課題と演習:
1: 秋の色づきの文章から、「葉っぱの方から、光や熱が周りに出ていく感じ。」から「輝きの色が鮮やかだとは限らない。」まで（「輝きの色が鮮やかだとは限らない。」を含む）を一字一句そのまま書き出してください。
2: 秋の色づきの文章に照らして、次の各記述が文章と合っているかを「はい」か「いいえ」で答え、判断の根拠となる文章中の語句をそのまま引用してください。(a) 曇った日にもモミジの紅い色が輝いていることがある。(b) 背後が明るい空でも葉っぱは輝く。(c) 色づくものには寒色系のものも含まれる。

文書の一節:
· · ·

206 光と色の話25

秋は色づきの季節

イチョウは黄色、モミジは真っ赤、

ハゼの木朱色、カシワは茶色、

バナナは黄色にリンゴは真っ赤、

みかんはオレンジ、イチゴは真っ赤。

「バナナとイチゴは秋と関係なくない?」

だっけー?
秋になるといろんなものが色づくよね。
それって、鉄が熱いのに似てる気がするんだよね。

「鉄の葉っぱ?」

ちがうちがう。
鍛冶屋さんとか鉄を叩くときに熱くするじゃない?
昼間に熱い鉄を見たときには普通の鉄の色なんだけど、

辺りが暗いとボーッと赤く輝くんだ。

太陽の力が強い夏は、葉っぱは光や熱を受け止めているけど、

秋になると葉っぱより、周りの方が暗く寒くなるから、

葉っぱの方から、光や熱が周りに出ていく感じ。
そういえば、提灯もそんな感じだよね。

昼間ついているかどうかわからないけど、夕方になると、ボーッと輝き出す。

「昔、昼あんどん。今、昼間の蛍光灯って感じ?」

でも、不思議だよね。
色づくものはすべて、赤やオレンジや黄色の暖色系だよね。
すべて、暖かい感じがする。

でも不思議なことに、お日さまの光が強いから

輝きの色が鮮やかだとは限らない。

どんより曇った日にモミジの紅い色が

周りにしみ込むように輝いていることがある。

おまけに、同じ葉っぱでもそれを見る場所によって、輝きが違ってくる。

「それって、同じモミジの木を見てても、人によって輝きが違うってこと?」

そうそう、同じものが、まったく違うものに見えるんだ。

「そんな話、どこかで聞いたような…」

で、いろいろ観察していて気が付いたんだけど、

こちらから見て、葉っぱの反対側から

光が当たっていているときが輝くんだけど、

その背後が明るいと輝かないんだ。

だから、背後が明るい空だと輝かない。

· · ·

ラベル付き地点の記録:
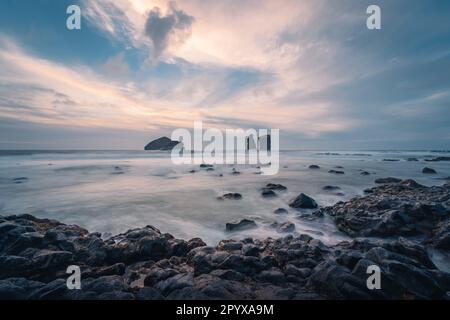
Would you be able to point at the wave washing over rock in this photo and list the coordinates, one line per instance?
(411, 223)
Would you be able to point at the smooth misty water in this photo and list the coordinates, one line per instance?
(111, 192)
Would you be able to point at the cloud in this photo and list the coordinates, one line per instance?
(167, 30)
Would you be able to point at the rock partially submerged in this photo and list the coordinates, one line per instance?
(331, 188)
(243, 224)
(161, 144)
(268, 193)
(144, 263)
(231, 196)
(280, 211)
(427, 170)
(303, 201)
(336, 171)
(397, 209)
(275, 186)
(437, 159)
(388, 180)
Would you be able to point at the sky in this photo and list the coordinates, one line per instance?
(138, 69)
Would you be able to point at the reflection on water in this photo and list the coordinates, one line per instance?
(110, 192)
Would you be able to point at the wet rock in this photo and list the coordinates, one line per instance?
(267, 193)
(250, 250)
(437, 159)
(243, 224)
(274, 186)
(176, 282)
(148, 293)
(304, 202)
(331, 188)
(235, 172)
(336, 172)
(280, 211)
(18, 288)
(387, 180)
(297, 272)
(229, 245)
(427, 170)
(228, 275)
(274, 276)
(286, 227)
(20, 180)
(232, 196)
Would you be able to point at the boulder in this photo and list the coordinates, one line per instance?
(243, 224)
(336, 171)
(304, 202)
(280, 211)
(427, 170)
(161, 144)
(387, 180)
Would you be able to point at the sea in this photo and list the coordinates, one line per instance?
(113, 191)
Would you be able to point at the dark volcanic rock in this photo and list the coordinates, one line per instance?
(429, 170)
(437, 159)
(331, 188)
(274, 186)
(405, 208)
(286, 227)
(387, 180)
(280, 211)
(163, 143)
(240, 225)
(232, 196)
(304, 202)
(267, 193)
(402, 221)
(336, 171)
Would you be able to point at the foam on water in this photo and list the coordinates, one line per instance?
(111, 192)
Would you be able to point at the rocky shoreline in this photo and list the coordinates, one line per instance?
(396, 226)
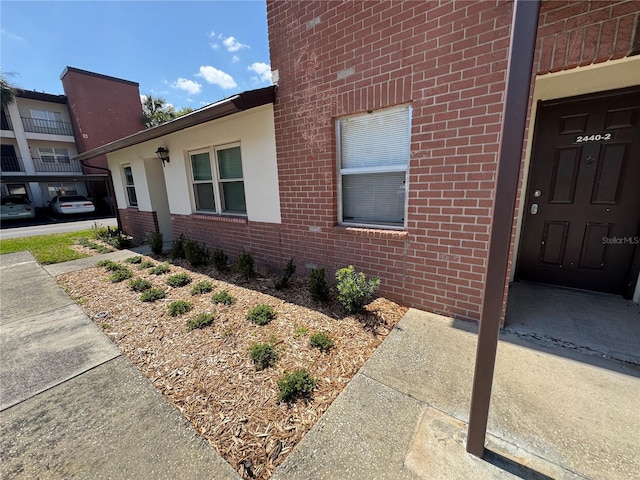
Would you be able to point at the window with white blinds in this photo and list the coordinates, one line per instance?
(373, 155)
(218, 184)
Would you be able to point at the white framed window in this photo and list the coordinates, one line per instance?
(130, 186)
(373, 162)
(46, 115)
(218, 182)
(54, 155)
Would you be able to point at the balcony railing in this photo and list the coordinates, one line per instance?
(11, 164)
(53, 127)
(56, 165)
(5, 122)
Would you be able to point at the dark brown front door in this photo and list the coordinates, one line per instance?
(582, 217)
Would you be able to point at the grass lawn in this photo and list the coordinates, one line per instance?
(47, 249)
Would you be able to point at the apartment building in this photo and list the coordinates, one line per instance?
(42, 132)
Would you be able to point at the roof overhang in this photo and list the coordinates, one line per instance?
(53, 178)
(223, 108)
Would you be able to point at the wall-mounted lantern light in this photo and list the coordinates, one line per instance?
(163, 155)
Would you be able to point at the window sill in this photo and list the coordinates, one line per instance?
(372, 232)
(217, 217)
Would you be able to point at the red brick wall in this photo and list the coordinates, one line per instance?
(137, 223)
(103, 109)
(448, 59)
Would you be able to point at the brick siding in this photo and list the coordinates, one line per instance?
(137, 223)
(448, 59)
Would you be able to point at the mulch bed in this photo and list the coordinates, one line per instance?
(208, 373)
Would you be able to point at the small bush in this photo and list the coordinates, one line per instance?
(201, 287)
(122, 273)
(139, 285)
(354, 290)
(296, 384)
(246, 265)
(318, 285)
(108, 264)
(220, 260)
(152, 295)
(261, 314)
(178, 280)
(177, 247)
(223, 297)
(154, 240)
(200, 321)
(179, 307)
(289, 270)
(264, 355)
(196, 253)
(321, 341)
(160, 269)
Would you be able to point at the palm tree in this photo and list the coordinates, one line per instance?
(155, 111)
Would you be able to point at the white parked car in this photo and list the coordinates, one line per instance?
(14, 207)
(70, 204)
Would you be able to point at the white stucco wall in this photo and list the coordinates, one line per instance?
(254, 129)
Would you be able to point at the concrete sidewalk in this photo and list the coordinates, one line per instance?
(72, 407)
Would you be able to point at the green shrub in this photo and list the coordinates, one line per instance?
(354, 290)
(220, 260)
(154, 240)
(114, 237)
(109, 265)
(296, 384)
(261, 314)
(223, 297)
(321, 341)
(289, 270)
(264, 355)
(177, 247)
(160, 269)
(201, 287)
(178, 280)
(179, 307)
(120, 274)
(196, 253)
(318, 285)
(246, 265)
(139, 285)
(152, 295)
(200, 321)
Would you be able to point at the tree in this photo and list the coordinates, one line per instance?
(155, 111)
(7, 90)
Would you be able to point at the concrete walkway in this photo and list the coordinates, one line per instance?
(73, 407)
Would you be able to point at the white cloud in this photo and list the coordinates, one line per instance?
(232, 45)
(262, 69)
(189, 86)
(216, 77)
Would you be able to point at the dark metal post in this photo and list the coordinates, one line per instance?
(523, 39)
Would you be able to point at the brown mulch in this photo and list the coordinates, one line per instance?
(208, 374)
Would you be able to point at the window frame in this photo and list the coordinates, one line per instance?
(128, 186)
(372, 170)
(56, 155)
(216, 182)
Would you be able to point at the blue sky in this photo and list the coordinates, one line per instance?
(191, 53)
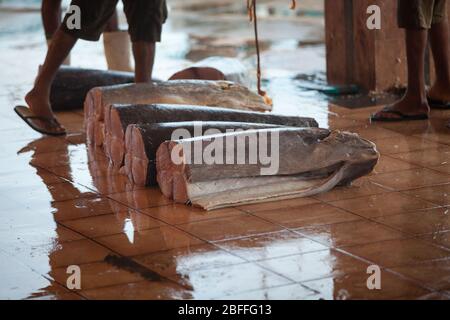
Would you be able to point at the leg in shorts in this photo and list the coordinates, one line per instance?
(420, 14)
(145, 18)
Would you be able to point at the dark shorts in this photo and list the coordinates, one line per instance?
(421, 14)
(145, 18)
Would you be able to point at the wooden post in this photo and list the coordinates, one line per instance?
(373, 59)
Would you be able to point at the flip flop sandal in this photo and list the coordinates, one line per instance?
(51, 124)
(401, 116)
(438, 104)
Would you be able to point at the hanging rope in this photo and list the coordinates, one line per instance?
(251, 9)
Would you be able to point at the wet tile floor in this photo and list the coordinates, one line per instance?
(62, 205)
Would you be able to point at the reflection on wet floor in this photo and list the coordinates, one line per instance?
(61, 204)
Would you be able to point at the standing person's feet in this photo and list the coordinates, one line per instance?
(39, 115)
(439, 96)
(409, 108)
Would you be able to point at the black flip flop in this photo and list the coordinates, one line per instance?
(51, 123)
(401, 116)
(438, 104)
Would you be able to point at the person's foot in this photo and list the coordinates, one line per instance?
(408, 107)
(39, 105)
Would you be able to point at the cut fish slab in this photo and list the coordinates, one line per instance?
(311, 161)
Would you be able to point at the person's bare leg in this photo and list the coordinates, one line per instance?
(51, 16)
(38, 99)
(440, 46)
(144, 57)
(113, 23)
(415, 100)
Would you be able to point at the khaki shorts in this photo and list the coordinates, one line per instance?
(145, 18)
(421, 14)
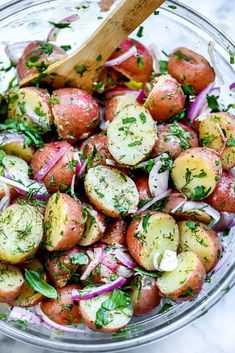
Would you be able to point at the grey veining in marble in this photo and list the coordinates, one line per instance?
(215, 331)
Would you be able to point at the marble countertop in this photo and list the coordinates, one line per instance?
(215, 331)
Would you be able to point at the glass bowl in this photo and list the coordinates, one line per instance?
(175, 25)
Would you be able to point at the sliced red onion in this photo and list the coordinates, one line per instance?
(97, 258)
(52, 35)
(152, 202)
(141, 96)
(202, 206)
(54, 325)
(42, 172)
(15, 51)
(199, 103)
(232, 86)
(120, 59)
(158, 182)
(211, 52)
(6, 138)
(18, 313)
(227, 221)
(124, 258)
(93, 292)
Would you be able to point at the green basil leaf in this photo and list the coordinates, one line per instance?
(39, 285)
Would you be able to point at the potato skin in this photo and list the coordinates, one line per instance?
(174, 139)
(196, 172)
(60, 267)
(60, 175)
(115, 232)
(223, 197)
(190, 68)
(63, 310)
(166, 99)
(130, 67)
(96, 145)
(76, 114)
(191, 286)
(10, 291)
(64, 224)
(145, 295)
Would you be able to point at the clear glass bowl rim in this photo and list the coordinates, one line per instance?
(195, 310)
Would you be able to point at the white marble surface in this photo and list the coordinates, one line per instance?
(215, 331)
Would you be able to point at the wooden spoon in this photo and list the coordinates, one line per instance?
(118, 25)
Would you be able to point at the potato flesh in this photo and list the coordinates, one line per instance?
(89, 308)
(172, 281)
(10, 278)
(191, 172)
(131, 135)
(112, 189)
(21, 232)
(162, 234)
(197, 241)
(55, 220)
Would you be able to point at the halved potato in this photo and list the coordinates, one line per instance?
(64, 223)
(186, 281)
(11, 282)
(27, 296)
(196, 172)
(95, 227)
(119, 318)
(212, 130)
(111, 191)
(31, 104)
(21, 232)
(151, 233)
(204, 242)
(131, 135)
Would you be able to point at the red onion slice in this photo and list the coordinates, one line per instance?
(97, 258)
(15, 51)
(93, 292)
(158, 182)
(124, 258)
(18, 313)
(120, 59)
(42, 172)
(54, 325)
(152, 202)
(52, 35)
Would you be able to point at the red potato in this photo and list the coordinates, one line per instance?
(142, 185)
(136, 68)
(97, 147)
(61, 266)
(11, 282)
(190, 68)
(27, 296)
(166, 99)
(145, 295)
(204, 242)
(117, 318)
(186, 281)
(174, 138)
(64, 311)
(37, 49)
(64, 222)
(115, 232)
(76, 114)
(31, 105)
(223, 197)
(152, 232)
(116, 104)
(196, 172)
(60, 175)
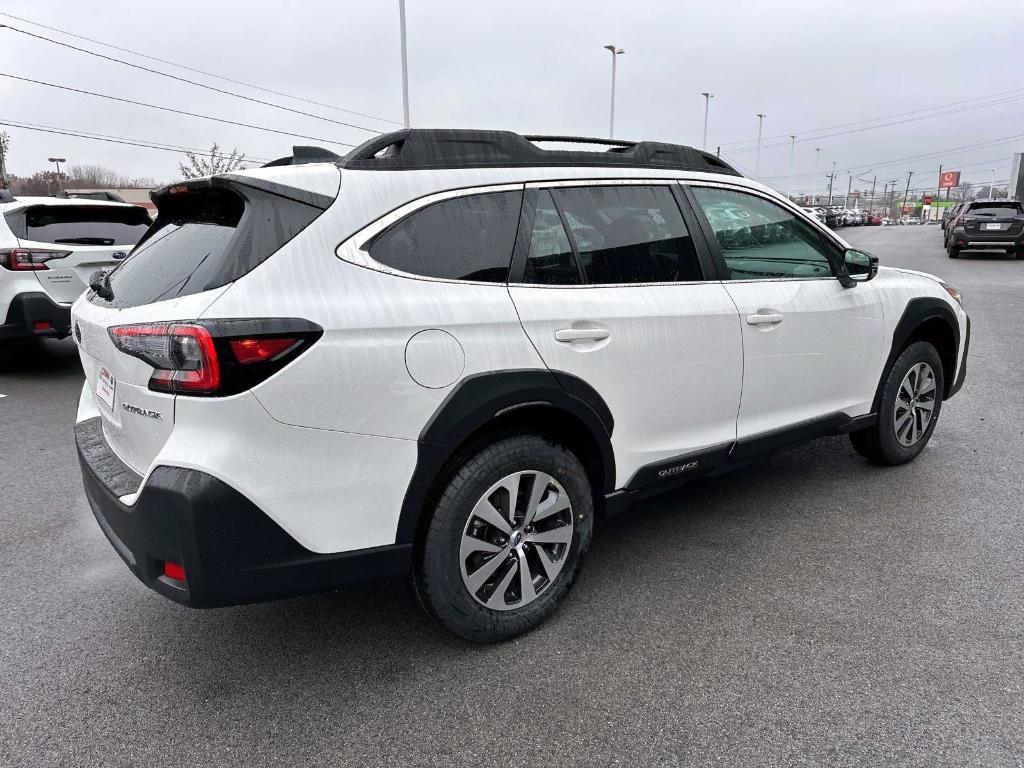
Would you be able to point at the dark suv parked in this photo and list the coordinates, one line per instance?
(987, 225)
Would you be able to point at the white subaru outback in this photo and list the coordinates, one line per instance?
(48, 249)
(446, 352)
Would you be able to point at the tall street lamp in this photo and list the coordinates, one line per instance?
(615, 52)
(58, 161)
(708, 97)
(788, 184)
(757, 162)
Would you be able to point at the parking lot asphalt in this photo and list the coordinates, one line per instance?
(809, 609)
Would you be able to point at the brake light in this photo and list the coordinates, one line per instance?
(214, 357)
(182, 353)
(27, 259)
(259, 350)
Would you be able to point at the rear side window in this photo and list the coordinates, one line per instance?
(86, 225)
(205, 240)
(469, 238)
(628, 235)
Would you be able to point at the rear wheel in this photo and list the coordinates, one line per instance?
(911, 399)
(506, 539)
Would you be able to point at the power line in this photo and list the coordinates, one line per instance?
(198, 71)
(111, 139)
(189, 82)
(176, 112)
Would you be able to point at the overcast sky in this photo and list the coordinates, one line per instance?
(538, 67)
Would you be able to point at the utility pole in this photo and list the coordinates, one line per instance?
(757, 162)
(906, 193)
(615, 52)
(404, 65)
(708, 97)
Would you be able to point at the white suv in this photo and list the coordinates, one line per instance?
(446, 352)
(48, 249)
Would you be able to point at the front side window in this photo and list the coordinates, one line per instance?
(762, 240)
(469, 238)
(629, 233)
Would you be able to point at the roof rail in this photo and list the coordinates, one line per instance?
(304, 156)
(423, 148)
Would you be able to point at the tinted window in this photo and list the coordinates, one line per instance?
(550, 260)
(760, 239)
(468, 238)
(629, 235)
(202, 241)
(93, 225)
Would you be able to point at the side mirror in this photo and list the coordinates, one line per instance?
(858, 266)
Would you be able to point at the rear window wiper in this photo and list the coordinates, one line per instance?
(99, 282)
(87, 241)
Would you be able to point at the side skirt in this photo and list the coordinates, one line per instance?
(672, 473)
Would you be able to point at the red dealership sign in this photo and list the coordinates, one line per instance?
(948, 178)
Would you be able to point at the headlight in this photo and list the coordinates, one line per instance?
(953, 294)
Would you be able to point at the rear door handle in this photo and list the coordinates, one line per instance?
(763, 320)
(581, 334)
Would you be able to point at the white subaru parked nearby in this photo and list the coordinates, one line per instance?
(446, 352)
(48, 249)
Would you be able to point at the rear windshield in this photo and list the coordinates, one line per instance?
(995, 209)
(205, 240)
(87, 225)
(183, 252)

· · ·

演習の解答:
1:
葉っぱの方から、光や熱が周りに出ていく感じ。
そういえば、提灯もそんな感じだよね。

昼間ついているかどうかわからないけど、夕方になると、ボーッと輝き出す。

「昔、昼あんどん。今、昼間の蛍光灯って感じ?」

でも、不思議だよね。
色づくものはすべて、赤やオレンジや黄色の暖色系だよね。
すべて、暖かい感じがする。

でも不思議なことに、お日さまの光が強いから

輝きの色が鮮やかだとは限らない。

2:
(a) はい。「どんより曇った日にモミジの紅い色が周りにしみ込むように輝いていることがある。」
(b) いいえ。「だから、背後が明るい空だと輝かない。」
(c) いいえ。「色づくものはすべて、赤やオレンジや黄色の暖色系だよね。」